(WHAT THE TASK REQUIRES)
Select every line in the data below that contains the string "with", and copy each selected line in full. Matching is case-sensitive.

* START *

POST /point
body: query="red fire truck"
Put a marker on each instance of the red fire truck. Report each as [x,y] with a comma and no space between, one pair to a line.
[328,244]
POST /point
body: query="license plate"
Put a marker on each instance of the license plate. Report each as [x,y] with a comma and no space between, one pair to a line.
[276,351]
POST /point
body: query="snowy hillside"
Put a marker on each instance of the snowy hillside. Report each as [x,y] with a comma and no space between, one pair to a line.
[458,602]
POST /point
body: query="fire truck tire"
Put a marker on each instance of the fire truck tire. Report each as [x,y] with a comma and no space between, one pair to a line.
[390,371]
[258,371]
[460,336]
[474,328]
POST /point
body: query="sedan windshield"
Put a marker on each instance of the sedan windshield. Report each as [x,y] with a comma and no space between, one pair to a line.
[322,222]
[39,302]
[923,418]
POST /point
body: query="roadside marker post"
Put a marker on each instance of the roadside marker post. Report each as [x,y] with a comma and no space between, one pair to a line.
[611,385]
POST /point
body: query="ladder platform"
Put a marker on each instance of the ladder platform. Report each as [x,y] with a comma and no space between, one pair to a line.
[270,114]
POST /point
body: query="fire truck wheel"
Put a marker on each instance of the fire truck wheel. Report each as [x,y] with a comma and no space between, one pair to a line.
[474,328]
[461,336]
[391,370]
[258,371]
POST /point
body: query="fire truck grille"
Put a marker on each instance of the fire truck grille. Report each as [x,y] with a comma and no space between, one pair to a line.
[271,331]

* END *

(ANSWER)
Put a marker on each instance of the red fire truck. Report each as [x,y] with a comma and no space between, one pair to a line.
Put a marker on each instance of the license plate. Report each as [x,y] with a comma and no space between, one pair to a line.
Put a marker on each instance of the snowy hillside. Report each as [x,y] with a comma and no space between, one pair to a line.
Put a marker on each instance of the fire truck tire. Report each as [x,y] with a comma and no space between, one pair to a line.
Put a marker on each instance of the sedan windshield. Report each as [x,y] with a comma and no space between, one pair to a line.
Put a marker on each instance of the roadside marker post. Report each as [x,y] with a comma and no space between, one pair to a line.
Put a marker on each instance of the ladder platform. Report each as [x,y] with a comma and no space between, one pair to a line.
Put a marker on each instance of the fire truck wheel. Report each as [x,y] with a comma and no space between, one pair to a line.
Put a marker on each instance of the fire truck grille. Report each as [x,y] with a comma and no space between, one pair to a line.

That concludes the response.